Text provided:
- Other name: The Retail Doctor
- Occupations: Retail consultant, author
- Notable work: The Retail Doctor's Guide to Growing Your Business (2010)

= Bob Phibbs (retail consultant) =

American retail consultant and author

Bob Phibbs is an American retail consultant and author known as "The Retail Doctor". Earlier in his career he was a choral conductor in Long Beach, California, where he founded the South Coast Chorale.
==Career==
=== Retail===
Phibbs founded the retail consulting firm The Retail Doctor in 1994 and is known professionally as the Retail Doctor. He advises brick-and-mortar retailers on selling and customer experience. He is a frequent commentator on retail for business, trade, and consumer publications.

===Music===
Before his retail work, Phibbs was active in choral music in Long Beach. He was the director of the Long Beach Gay Men's Chorus and in 1990 founded the South Coast Chorale, which became the oldest resident company of the Carpenter Performing Arts Center at California State University, Long Beach. The Chorale described itself as an artistic voice of Long Beach's lesbian and gay community.

In January 1989, Phibbs served as the spokesman for a group of Long Beach gay arts organizations that publicly declined a $1,500 donation offered by Ozzy Osbourne as an apology for a remark made during a New Year's Eve concert at the Long Beach Arena, calling the amount inadequate.

Under Phibbs, the South Coast Chorale presented original and themed programs at the Carpenter Center. In May 1997 it premiered Out!, a performance of songs and monologues drawn from the chorale members' coming-out experiences with music Phibbs composed with Steven Landau. Los Angeles Times critic Don Heckman reviewed the premiere. The Chorale also presented the annual remembrance concert, Hope: A Time for Remembrance, which honors people lost to AIDS and breast cancer. In 2003 he co-produced a stage adaptation of Janell Cannon's children's book Stellaluna with students from a Long Beach elementary school.

== Book ==
- Phibbs, Bob; The Retail Doctor's Guide to Growing Your Business; May 3, 2010; John Wiley & Sons, pp 272; ISBN 9780470587171.

Required action 1:
Answer these from the article on Bob Phibbs:
(a) In what year did Phibbs found The Retail Doctor?
(b) At which university is the Carpenter Performing Arts Center located?
(c) Which company published Phibbs's book?
Required action 2: Using the article on Bob Phibbs, explain why the Long Beach gay arts organizations turned down Ozzy Osbourne's donation in January 1989.
The records come from a separate source unrelated to the article on Bob Phibbs.

Data excerpts
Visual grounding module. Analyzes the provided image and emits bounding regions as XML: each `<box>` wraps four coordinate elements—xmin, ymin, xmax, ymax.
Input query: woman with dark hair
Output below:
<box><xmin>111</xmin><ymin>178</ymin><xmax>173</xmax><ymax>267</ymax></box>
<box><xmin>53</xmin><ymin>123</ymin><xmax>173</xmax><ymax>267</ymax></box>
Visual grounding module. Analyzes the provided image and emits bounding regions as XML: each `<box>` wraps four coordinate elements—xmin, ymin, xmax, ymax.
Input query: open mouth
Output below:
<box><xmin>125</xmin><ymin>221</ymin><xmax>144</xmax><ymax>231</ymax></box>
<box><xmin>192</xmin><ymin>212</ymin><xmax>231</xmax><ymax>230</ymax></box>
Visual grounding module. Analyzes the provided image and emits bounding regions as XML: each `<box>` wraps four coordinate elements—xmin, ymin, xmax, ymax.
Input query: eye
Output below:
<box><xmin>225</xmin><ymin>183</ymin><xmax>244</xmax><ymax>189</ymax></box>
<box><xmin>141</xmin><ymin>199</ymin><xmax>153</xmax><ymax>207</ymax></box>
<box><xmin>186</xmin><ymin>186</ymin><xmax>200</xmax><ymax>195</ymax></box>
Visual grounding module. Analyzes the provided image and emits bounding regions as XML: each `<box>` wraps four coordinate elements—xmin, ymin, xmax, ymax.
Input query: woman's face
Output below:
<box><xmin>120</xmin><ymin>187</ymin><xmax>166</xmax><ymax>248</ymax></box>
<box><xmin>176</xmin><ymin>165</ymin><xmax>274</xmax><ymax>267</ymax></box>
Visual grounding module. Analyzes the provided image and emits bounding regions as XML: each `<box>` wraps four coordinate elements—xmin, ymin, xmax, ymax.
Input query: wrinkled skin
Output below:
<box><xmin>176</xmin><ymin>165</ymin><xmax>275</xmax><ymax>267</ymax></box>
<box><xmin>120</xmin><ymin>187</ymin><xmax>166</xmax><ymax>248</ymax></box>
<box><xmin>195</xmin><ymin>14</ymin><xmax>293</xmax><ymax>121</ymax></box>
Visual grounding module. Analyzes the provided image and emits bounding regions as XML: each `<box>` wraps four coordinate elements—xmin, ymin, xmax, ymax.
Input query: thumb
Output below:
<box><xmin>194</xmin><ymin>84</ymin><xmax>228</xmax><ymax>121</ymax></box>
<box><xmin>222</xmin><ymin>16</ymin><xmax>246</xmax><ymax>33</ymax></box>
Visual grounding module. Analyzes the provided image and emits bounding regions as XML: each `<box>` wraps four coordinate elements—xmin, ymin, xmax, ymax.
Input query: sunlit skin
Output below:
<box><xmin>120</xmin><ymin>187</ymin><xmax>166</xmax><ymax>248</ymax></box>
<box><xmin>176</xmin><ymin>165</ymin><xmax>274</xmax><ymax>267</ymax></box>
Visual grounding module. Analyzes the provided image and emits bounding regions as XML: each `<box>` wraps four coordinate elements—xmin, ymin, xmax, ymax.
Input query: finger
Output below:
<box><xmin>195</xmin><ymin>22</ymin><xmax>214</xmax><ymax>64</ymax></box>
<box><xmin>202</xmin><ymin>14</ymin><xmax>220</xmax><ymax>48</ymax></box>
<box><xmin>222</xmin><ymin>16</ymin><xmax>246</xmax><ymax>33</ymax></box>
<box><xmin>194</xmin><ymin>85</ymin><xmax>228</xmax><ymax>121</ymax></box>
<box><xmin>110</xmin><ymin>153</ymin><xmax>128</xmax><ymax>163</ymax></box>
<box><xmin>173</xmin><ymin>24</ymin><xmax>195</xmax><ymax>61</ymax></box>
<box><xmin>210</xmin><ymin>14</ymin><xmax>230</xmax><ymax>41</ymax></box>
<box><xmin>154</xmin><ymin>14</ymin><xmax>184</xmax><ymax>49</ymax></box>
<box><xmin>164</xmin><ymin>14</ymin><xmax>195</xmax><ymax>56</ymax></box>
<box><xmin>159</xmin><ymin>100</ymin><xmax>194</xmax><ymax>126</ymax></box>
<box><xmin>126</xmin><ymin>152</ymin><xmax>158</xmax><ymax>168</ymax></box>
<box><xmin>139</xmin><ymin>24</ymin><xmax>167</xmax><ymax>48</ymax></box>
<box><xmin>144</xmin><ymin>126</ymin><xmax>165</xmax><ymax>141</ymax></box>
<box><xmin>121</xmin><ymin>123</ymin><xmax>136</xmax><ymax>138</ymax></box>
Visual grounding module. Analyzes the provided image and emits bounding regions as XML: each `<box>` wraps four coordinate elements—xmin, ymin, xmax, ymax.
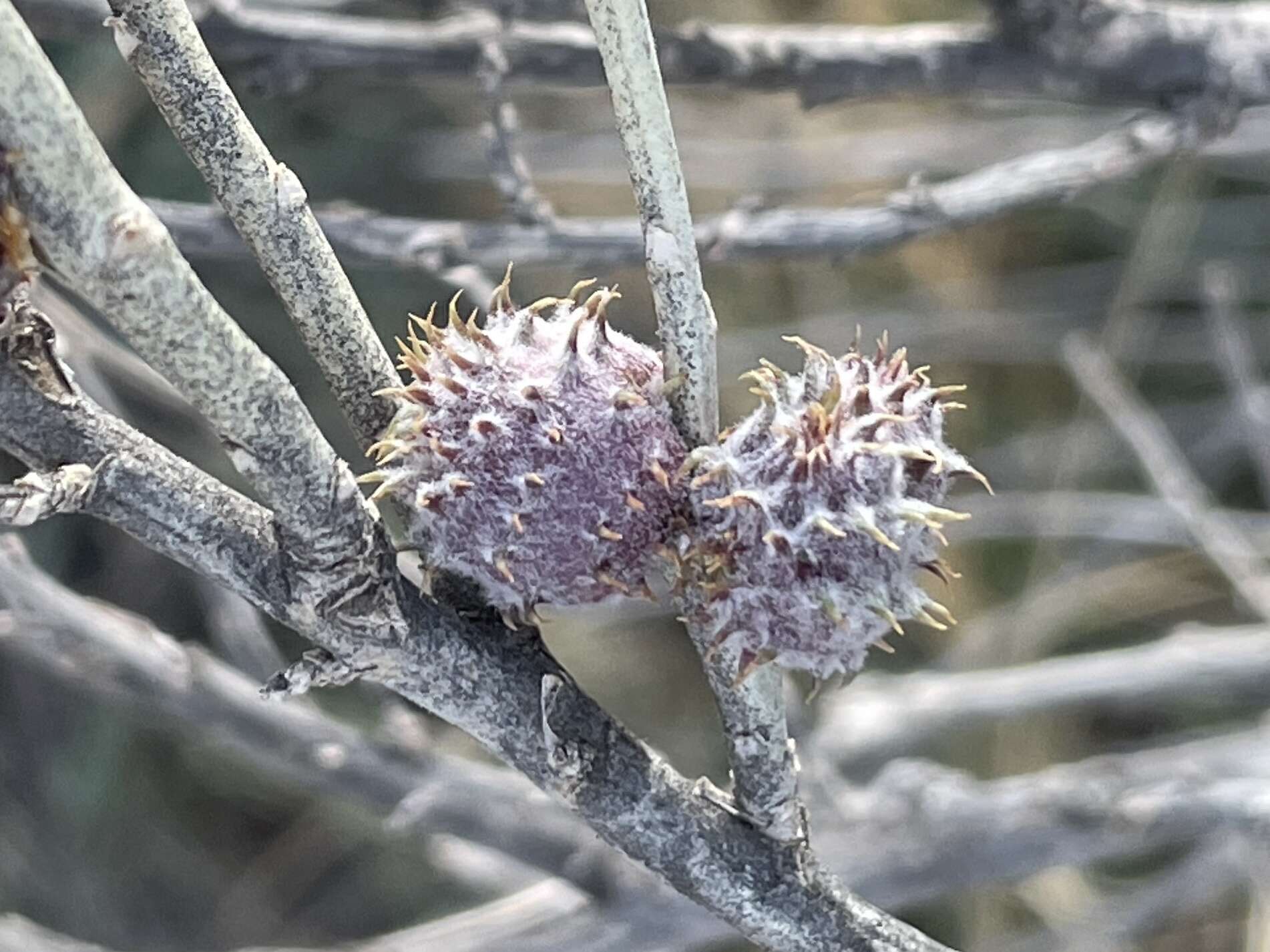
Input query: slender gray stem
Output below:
<box><xmin>587</xmin><ymin>0</ymin><xmax>719</xmax><ymax>445</ymax></box>
<box><xmin>0</xmin><ymin>535</ymin><xmax>648</xmax><ymax>896</ymax></box>
<box><xmin>815</xmin><ymin>627</ymin><xmax>1270</xmax><ymax>773</ymax></box>
<box><xmin>477</xmin><ymin>24</ymin><xmax>555</xmax><ymax>226</ymax></box>
<box><xmin>0</xmin><ymin>289</ymin><xmax>943</xmax><ymax>952</ymax></box>
<box><xmin>587</xmin><ymin>0</ymin><xmax>804</xmax><ymax>841</ymax></box>
<box><xmin>0</xmin><ymin>0</ymin><xmax>369</xmax><ymax>566</ymax></box>
<box><xmin>1063</xmin><ymin>334</ymin><xmax>1270</xmax><ymax>621</ymax></box>
<box><xmin>19</xmin><ymin>0</ymin><xmax>1270</xmax><ymax>107</ymax></box>
<box><xmin>139</xmin><ymin>115</ymin><xmax>1205</xmax><ymax>272</ymax></box>
<box><xmin>805</xmin><ymin>728</ymin><xmax>1270</xmax><ymax>907</ymax></box>
<box><xmin>993</xmin><ymin>837</ymin><xmax>1252</xmax><ymax>952</ymax></box>
<box><xmin>110</xmin><ymin>0</ymin><xmax>399</xmax><ymax>448</ymax></box>
<box><xmin>1203</xmin><ymin>262</ymin><xmax>1270</xmax><ymax>505</ymax></box>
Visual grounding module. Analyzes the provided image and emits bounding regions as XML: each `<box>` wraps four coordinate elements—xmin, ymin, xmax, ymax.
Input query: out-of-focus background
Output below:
<box><xmin>0</xmin><ymin>0</ymin><xmax>1270</xmax><ymax>952</ymax></box>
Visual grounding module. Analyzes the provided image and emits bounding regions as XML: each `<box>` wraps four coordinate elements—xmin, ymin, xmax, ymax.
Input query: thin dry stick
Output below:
<box><xmin>1063</xmin><ymin>334</ymin><xmax>1270</xmax><ymax>621</ymax></box>
<box><xmin>0</xmin><ymin>0</ymin><xmax>369</xmax><ymax>563</ymax></box>
<box><xmin>1203</xmin><ymin>262</ymin><xmax>1270</xmax><ymax>505</ymax></box>
<box><xmin>139</xmin><ymin>115</ymin><xmax>1207</xmax><ymax>273</ymax></box>
<box><xmin>477</xmin><ymin>25</ymin><xmax>555</xmax><ymax>226</ymax></box>
<box><xmin>19</xmin><ymin>0</ymin><xmax>1270</xmax><ymax>107</ymax></box>
<box><xmin>110</xmin><ymin>0</ymin><xmax>397</xmax><ymax>447</ymax></box>
<box><xmin>587</xmin><ymin>0</ymin><xmax>804</xmax><ymax>841</ymax></box>
<box><xmin>0</xmin><ymin>286</ymin><xmax>943</xmax><ymax>952</ymax></box>
<box><xmin>807</xmin><ymin>728</ymin><xmax>1270</xmax><ymax>907</ymax></box>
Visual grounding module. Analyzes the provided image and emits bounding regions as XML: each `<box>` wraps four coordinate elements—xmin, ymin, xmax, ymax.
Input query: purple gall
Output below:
<box><xmin>678</xmin><ymin>338</ymin><xmax>991</xmax><ymax>679</ymax></box>
<box><xmin>362</xmin><ymin>268</ymin><xmax>684</xmax><ymax>627</ymax></box>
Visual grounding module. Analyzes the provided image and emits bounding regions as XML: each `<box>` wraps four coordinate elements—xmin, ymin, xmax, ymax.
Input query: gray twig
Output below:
<box><xmin>1203</xmin><ymin>262</ymin><xmax>1270</xmax><ymax>505</ymax></box>
<box><xmin>0</xmin><ymin>0</ymin><xmax>371</xmax><ymax>573</ymax></box>
<box><xmin>0</xmin><ymin>535</ymin><xmax>646</xmax><ymax>897</ymax></box>
<box><xmin>587</xmin><ymin>0</ymin><xmax>805</xmax><ymax>842</ymax></box>
<box><xmin>996</xmin><ymin>837</ymin><xmax>1250</xmax><ymax>952</ymax></box>
<box><xmin>1063</xmin><ymin>334</ymin><xmax>1270</xmax><ymax>621</ymax></box>
<box><xmin>110</xmin><ymin>0</ymin><xmax>399</xmax><ymax>448</ymax></box>
<box><xmin>805</xmin><ymin>728</ymin><xmax>1270</xmax><ymax>907</ymax></box>
<box><xmin>477</xmin><ymin>27</ymin><xmax>555</xmax><ymax>226</ymax></box>
<box><xmin>150</xmin><ymin>115</ymin><xmax>1207</xmax><ymax>272</ymax></box>
<box><xmin>815</xmin><ymin>627</ymin><xmax>1270</xmax><ymax>773</ymax></box>
<box><xmin>0</xmin><ymin>463</ymin><xmax>95</xmax><ymax>525</ymax></box>
<box><xmin>0</xmin><ymin>278</ymin><xmax>943</xmax><ymax>952</ymax></box>
<box><xmin>19</xmin><ymin>0</ymin><xmax>1270</xmax><ymax>105</ymax></box>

Final answer 1:
(a) 1994
(b) California State University, Long Beach
(c) John Wiley & Sons

Final answer 2: Osbourne offered $1,500 as an apology for a remark he made during a New Year's Eve concert at the Long Beach Arena. The organizations, with Phibbs as their spokesman, publicly declined it because they considered the amount inadequate.